Boundary labeling items:
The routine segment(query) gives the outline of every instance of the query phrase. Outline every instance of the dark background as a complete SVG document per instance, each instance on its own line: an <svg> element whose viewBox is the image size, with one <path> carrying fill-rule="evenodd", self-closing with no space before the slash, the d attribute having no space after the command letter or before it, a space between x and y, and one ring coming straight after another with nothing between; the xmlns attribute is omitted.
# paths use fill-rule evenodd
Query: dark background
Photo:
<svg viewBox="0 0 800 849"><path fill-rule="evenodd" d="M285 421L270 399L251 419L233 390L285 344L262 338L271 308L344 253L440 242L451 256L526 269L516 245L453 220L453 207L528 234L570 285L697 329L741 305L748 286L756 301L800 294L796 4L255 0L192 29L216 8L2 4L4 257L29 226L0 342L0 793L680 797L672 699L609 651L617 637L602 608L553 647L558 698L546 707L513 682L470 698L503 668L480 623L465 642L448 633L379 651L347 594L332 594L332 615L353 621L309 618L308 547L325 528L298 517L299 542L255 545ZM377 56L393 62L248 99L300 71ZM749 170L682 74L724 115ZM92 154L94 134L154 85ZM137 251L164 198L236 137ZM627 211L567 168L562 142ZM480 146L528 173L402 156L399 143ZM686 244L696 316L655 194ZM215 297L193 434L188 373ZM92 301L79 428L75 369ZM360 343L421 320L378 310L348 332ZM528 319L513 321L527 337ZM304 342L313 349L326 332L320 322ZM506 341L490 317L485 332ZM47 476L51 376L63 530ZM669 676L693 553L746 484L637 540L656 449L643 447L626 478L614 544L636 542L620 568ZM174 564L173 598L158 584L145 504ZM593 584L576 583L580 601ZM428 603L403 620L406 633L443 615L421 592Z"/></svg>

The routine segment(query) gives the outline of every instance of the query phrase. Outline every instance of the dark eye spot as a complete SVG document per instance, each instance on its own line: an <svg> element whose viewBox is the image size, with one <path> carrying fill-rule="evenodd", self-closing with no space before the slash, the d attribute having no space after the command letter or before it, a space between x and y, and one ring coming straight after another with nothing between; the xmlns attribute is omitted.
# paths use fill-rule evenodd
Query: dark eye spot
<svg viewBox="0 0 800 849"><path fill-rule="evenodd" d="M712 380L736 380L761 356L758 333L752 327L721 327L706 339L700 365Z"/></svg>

• WRITTEN PROBLEM
Reproduce all of the material above word for word.

• REPLY
The routine segment(query) gives the outline of every instance of the query phrase. Outline every instance of the dark background as a complete SVG document per instance, each instance on its own line: an <svg> element whose viewBox is the image size, with one <path> carrying fill-rule="evenodd", self-closing with no space before the slash, the d attribute having no space after the command letter or before it, a space between x and y, and one ring coming straight after another with nothing between; the xmlns attribute is omitted.
# paths use fill-rule evenodd
Query: dark background
Photo:
<svg viewBox="0 0 800 849"><path fill-rule="evenodd" d="M285 421L270 399L251 419L233 390L285 344L262 338L271 308L344 253L440 242L451 256L526 269L516 245L453 220L453 207L528 234L570 285L697 329L741 305L748 286L756 301L800 294L796 4L255 0L192 29L216 8L2 4L4 257L29 226L0 342L0 793L680 797L672 699L609 651L617 637L602 608L553 647L558 698L546 707L513 682L470 698L503 668L480 623L465 642L448 633L379 651L347 594L332 594L332 615L353 621L309 618L308 547L325 528L298 517L299 542L255 545ZM377 56L393 62L248 99L300 71ZM749 170L682 74L724 115ZM92 154L94 134L154 85ZM137 251L164 198L236 137ZM627 211L567 168L562 142ZM480 146L528 173L402 156L399 143ZM686 244L696 316L655 194ZM215 297L193 434L188 373ZM92 301L79 428L75 369ZM360 343L421 320L378 310L348 332ZM528 319L513 321L527 337ZM304 342L313 349L326 332L320 322ZM506 341L490 317L485 332ZM47 476L51 376L63 530ZM669 676L693 553L746 484L637 540L656 449L643 447L626 478L614 544L636 542L620 568ZM174 564L173 598L158 584L145 504ZM593 584L576 583L580 601ZM428 603L403 620L406 633L443 615L421 592Z"/></svg>

The routine segment(query) gives the outline of every instance of the query phrase. Outline every instance of the dark eye spot as a complete SVG document per instance, each instance on its own line: an <svg> element whose viewBox is the image size, with one <path> carrying fill-rule="evenodd", self-closing with no space before the slash, the d attribute having no space after the command letter or before it, a space between x and y, and one ring coming straight after another with nothing between; the xmlns attribute is omitted.
# paths use fill-rule evenodd
Query: dark eye spot
<svg viewBox="0 0 800 849"><path fill-rule="evenodd" d="M712 380L736 380L761 356L758 333L752 327L721 327L706 339L700 365Z"/></svg>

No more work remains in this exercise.